**Task directions:** Format every one of the rows below as a numbered list, and leave out any blank lines.

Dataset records

☆ ☆ ☆ ☆ ☆ ☆ ☆

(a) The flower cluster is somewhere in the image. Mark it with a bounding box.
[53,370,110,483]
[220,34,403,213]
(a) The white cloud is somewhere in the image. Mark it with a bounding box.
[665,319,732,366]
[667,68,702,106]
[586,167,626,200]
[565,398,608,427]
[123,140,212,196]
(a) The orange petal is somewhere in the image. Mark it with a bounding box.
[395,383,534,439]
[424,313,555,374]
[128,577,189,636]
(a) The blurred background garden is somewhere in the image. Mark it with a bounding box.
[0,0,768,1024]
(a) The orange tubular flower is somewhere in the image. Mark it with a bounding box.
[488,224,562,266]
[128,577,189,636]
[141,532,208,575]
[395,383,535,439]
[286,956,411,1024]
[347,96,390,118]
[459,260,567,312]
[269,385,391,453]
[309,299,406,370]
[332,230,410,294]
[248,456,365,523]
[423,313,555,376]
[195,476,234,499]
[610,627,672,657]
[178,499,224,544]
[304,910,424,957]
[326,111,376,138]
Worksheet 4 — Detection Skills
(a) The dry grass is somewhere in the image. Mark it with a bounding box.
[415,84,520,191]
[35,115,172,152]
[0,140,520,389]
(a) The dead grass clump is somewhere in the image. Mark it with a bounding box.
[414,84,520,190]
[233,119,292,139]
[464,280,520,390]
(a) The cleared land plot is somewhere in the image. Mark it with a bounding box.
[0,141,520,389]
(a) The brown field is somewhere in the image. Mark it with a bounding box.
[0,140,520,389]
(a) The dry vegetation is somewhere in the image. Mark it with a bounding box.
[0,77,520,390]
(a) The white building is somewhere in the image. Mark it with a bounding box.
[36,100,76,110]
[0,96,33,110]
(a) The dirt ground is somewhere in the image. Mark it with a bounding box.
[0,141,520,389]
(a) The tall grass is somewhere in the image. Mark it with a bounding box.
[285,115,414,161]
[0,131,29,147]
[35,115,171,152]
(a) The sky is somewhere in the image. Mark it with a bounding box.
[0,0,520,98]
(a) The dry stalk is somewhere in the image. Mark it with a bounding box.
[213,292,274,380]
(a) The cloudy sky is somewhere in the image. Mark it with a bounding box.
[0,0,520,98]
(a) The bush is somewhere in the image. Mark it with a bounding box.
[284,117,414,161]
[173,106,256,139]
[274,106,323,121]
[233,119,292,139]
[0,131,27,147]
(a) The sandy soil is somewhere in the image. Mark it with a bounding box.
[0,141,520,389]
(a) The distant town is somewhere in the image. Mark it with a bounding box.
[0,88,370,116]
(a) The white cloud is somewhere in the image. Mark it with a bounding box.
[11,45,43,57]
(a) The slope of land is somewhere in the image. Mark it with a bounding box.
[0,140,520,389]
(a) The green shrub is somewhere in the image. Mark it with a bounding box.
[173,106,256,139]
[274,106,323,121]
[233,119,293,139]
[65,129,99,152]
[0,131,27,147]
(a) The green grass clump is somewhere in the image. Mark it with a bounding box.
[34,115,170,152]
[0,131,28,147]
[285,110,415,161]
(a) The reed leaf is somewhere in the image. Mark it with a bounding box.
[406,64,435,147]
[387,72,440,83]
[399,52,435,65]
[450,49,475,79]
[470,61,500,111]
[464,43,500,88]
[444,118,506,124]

☆ ☆ ☆ ☆ ☆ ☆ ☆

**Exercise response:**
1. (a) The flower cluster is somewhere in the image. Mark it with a bounding box.
2. [53,370,110,483]
3. [220,34,403,213]
4. (a) The white cloud is somewhere in the image. Mark it with a bounding box.
5. [665,319,732,366]
6. [667,68,702,106]
7. [586,167,626,200]
8. [565,398,608,427]
9. [123,140,212,196]
10. (a) The orange petal is somewhere in the image. Mark it with a bounding box.
11. [395,383,534,439]
12. [424,313,555,374]
13. [128,577,189,636]
14. (a) The blurred background garden is somewhere in the image. Mark it with a bounding box.
15. [0,0,768,1024]
16. (a) The orange tubular flower is somewhere in the image. Mark it with a bounding box.
17. [488,224,562,266]
18. [128,577,189,636]
19. [141,532,208,575]
20. [395,383,535,439]
21. [286,956,411,1024]
22. [347,96,390,118]
23. [459,260,567,312]
24. [269,385,391,453]
25. [309,299,406,370]
26. [332,230,410,294]
27. [248,456,365,523]
28. [423,313,555,376]
29. [195,476,234,499]
30. [610,627,672,657]
31. [178,499,224,544]
32. [304,910,424,957]
33. [326,111,376,138]
34. Worksheet 4 — Detection Skills
35. (a) The dry grass is somewhere in the image. Mark it with a bounding box.
36. [415,84,520,191]
37. [35,115,172,152]
38. [0,140,520,389]
39. (a) The dead grass clump is somewhere in the image. Mark it with a bounding box.
40. [414,84,520,190]
41. [233,119,292,139]
42. [464,280,520,390]
43. (a) The cleared land plot is somewhere in the image. Mark it with a bounding box.
44. [0,141,520,389]
45. (a) The brown field is somewhere in the image. Mark it with a bounding box.
46. [0,140,520,389]
47. (a) The dry vegetation is somewhere in the image. Mark it with a bounding box.
48. [0,77,520,390]
49. (a) The white building is somewhere in the image. Mark it with a bounding box.
50. [36,100,76,110]
51. [0,96,33,110]
52. (a) The dirt ground is somewhere in the image. Mark it with a bounding box.
53. [0,141,520,389]
54. (a) The tall grass is somewhere in the image. Mark it with a bounding box.
55. [285,115,414,161]
56. [0,131,29,147]
57. [35,115,171,152]
58. (a) The sky is somewhere in the image. Mark it with a bounding box.
59. [0,0,520,98]
60. (a) The dry stalk is somewhere in the image. Mark it with a bounding box.
61. [213,292,274,380]
62. (a) The cloudy sky is somewhere in the image. Mark it with a bounding box.
63. [0,0,520,98]
64. (a) The bush is somewhere in the image. Mark it with a bounding box.
65. [284,117,414,161]
66. [173,106,256,139]
67. [274,106,323,121]
68. [233,119,292,139]
69. [0,131,27,147]
70. (a) The sandy soil is somewhere in the image. Mark it with a bounding box.
71. [0,141,520,389]
72. (a) The distant town is somewhere in the image. Mark it with a bounding box.
73. [0,88,370,116]
74. (a) The white cloud is somewhere in the image. Mark it with a bounding box.
75. [11,45,43,57]
76. (a) The slope of land is somewhere in the image. Mark it with a bounding box.
77. [0,140,520,389]
78. (a) The green shrub is somewhere in the image. Mark it with a bounding box.
79. [173,106,256,139]
80. [274,106,323,121]
81. [233,119,293,139]
82. [65,129,99,152]
83. [0,131,27,147]
84. (a) The green grass clump is somewhere in the image. Mark it with a bounding box.
85. [34,115,170,152]
86. [0,131,28,147]
87. [285,110,415,161]
88. (a) The reed leaf is somewhere in the image. Mark it with a bounding box.
89. [406,64,435,147]
90. [387,72,440,83]
91. [399,52,435,65]
92. [450,49,475,79]
93. [470,61,500,111]
94. [464,43,500,88]
95. [444,118,506,124]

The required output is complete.